> _Problem to work on_
Copy out the review of the Train to Busan 4K release word for word.

> _Source text_
========================

TRAIN TO BUSAN / TRAIN TO BUSAN PRESENTS: PENINSULA
Directed by Yeon Sang-Ho.
Starring Gong Yoo, Jung Yu-Mi, Ma Dong-Seok, Gang Dong-Won, Lee Re, Koo Kyo-Hwan.
Horror, South Korea, 118 mins, Certificate 15.
Released on 4K UHD Blu-ray by Studio Canal on May 27th 2024
By 2016, we’d seemingly had it all. Fast zombies, “traditional” slow zombies, zombies on planes, PRIDE AND PREJUDICE with zombies, literal mobile phone zombies (CELL), “zomromcoms” never as good as SHAUN OF THE DEAD and, of course, POULTRYGEIST: NIGHT OF THE CHICKEN DEAD.
And yet, 2016 also gave us the “fast zombies on a train” film we didn’t know we needed. Even ardent fanciers of undead cinema could be forgiven for cynical thoughts about yet another trip to an over-exposed well, but Yeon Sang-ho’s TRAIN TO BUSAN was enough to make most of us feel born again. If you were lucky enough to see it on the big screen – and, better yet, at one of its rapturously received festival showings - you may recall what seemed to be a universal swell of sustained anxiety and emotion.
Sang-ho wasn’t just in it for the gimmick. Hitherto best known as the force behind a pair of impressive, personal, “grown-up” animated features (2011’s THE KING OF PIGS and 2013’s THE FAKE), he minimised the splashy gore gags, refused to fall back on numbing CG-dominated spectacle and crafted a moving, thrilling disaster movie around the carnage sparked by a “tiny leak” in a biotech district. Most importantly, in the form of workaholic hedge fund manager Seok-woo and his young, estranged daughter (travelling from Seoul Station to Busan to see her mother), he gave us people and a relationship to truly care about as potentially apocalyptic chaos exploded all around.

========================

Referring expression listing:
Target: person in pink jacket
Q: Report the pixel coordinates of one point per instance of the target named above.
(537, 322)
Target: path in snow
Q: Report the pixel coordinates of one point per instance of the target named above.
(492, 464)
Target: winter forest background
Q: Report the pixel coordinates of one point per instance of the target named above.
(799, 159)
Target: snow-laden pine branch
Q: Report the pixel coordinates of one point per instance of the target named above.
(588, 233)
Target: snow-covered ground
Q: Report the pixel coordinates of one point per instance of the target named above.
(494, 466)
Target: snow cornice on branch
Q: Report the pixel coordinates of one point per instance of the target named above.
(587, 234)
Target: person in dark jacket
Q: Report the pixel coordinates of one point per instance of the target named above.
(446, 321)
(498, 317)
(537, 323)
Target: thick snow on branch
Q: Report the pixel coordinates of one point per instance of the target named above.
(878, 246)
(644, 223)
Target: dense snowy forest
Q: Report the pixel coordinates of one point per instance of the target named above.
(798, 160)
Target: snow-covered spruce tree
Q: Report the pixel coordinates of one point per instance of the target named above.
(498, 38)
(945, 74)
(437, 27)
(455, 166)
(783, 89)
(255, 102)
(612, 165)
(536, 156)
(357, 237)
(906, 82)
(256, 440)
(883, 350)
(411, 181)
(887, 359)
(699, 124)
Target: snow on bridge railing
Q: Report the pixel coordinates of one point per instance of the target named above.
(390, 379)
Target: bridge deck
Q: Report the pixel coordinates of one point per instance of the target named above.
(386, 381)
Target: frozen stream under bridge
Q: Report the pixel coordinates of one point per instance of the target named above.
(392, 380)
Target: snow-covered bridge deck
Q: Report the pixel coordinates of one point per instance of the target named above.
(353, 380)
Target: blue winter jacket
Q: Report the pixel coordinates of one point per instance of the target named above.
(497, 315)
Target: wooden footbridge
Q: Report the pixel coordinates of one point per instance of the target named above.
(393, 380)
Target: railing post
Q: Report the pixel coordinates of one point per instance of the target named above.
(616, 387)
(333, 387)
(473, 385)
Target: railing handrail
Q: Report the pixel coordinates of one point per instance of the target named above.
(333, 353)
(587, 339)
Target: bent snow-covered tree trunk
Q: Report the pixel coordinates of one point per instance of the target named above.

========================

> _Output_
TRAIN TO BUSAN / TRAIN TO BUSAN PRESENTS: PENINSULA
Directed by Yeon Sang-Ho.
Starring Gong Yoo, Jung Yu-Mi, Ma Dong-Seok, Gang Dong-Won, Lee Re, Koo Kyo-Hwan.
Horror, South Korea, 118 mins, Certificate 15.
Released on 4K UHD Blu-ray by Studio Canal on May 27th 2024
By 2016, we’d seemingly had it all. Fast zombies, “traditional” slow zombies, zombies on planes, PRIDE AND PREJUDICE with zombies, literal mobile phone zombies (CELL), “zomromcoms” never as good as SHAUN OF THE DEAD and, of course, POULTRYGEIST: NIGHT OF THE CHICKEN DEAD.
And yet, 2016 also gave us the “fast zombies on a train” film we didn’t know we needed. Even ardent fanciers of undead cinema could be forgiven for cynical thoughts about yet another trip to an over-exposed well, but Yeon Sang-ho’s TRAIN TO BUSAN was enough to make most of us feel born again. If you were lucky enough to see it on the big screen – and, better yet, at one of its rapturously received festival showings - you may recall what seemed to be a universal swell of sustained anxiety and emotion.
Sang-ho wasn’t just in it for the gimmick. Hitherto best known as the force behind a pair of impressive, personal, “grown-up” animated features (2011’s THE KING OF PIGS and 2013’s THE FAKE), he minimised the splashy gore gags, refused to fall back on numbing CG-dominated spectacle and crafted a moving, thrilling disaster movie around the carnage sparked by a “tiny leak” in a biotech district. Most importantly, in the form of workaholic hedge fund manager Seok-woo and his young, estranged daughter (travelling from Seoul Station to Busan to see her mother), he gave us people and a relationship to truly care about as potentially apocalyptic chaos exploded all around.